- **TEXT PASSAGE**
- - - - -

The respondent admits that it does not know whether the appellant will be able to meet the judgment debt, but such enquiries as have been made suggest that the appellant has assets in the form of shareholdings in other countries which may well turn out to have considerable value. Investigations have not been made in relation to those of its subsidiaries which are incorporated in this country from which it is possible to tell one way or the other. In any event, however, mere impecuniosity is not sufficient for these purposes. Nor, in my view, is it sufficient that the ultimate beneficial ownership of the appellant company is uncertain. It is a private company and the investigations which have been conducted in Switzerland suggest that its shares may be beneficially owned by the Corpataux family. The judge’s findings suggest that the company is controlled by Mr Keech, but it is the appellant against whom the judgment will have to be enforced if the appeal fails, not its shareholders or others who may have a beneficial interest in it.

11.

The next point made on behalf of the respondent is that the appellant has not suggested that it cannot pay the judgment debt. That is true, but I fail to see how it is relevant to the present application. Having obtained a stay of execution, the appellant is not obliged to pay the judgment debt and no adverse inference can therefore be drawn from the fact that it has not done so.

12.

- - - - -

- **MATERIAL SUPPLIED**
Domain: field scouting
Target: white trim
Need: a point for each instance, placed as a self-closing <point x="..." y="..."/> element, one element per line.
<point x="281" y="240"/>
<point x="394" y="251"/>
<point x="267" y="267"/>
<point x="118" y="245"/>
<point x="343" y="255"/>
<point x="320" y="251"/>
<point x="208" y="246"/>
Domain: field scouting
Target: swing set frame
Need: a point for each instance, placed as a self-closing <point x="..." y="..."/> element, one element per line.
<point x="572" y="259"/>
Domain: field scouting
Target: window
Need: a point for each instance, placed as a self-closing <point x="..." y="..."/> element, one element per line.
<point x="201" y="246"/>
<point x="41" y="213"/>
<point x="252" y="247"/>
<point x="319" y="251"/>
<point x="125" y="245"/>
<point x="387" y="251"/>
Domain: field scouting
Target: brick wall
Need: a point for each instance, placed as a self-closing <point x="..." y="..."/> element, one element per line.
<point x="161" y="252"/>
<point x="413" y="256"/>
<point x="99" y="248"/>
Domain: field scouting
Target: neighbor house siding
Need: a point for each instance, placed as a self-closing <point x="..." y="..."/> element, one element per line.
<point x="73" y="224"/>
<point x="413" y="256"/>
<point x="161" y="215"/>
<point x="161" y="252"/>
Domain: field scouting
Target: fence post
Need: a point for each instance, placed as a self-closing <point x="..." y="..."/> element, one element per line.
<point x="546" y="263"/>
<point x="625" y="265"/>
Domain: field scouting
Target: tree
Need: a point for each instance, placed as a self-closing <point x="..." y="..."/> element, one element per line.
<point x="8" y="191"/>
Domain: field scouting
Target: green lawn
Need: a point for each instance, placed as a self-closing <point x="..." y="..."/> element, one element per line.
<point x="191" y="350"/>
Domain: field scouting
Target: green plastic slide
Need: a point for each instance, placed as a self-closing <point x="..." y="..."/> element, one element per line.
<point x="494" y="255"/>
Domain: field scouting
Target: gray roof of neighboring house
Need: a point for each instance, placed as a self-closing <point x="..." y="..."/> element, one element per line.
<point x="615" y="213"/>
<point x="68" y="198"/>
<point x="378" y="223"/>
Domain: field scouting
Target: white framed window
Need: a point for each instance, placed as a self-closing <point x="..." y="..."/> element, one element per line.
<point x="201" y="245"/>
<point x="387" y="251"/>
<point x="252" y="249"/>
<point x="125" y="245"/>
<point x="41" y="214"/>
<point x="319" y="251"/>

- - - - -

- **ACTIONS TO TAKE**
(1) Answer from the judgment excerpt:
(a) According to the enquiries made, in what form does the appellant appear to hold assets?
(b) Whom do the investigations conducted in Switzerland suggest may beneficially own the appellant's shares?
(c) What has the appellant obtained that means it is not obliged to pay the judgment debt?
(2) Condense the paragraph of the judgment excerpt beginning "The next point made on behalf of the respondent" into two sentences, keeping its main facts.
The lines have no connection to the judgment excerpt.

- **ANSWER LIST**
(1)
(a) Shareholdings in other countries, which may well turn out to have considerable value.
(b) The Corpataux family.
(c) A stay of execution.

(2) The respondent points out that the appellant has not claimed it cannot pay the judgment debt, which is true but not relevant to the present application. Because the appellant has obtained a stay of execution, it is not obliged to pay the debt, so no adverse inference can be drawn from its not having paid.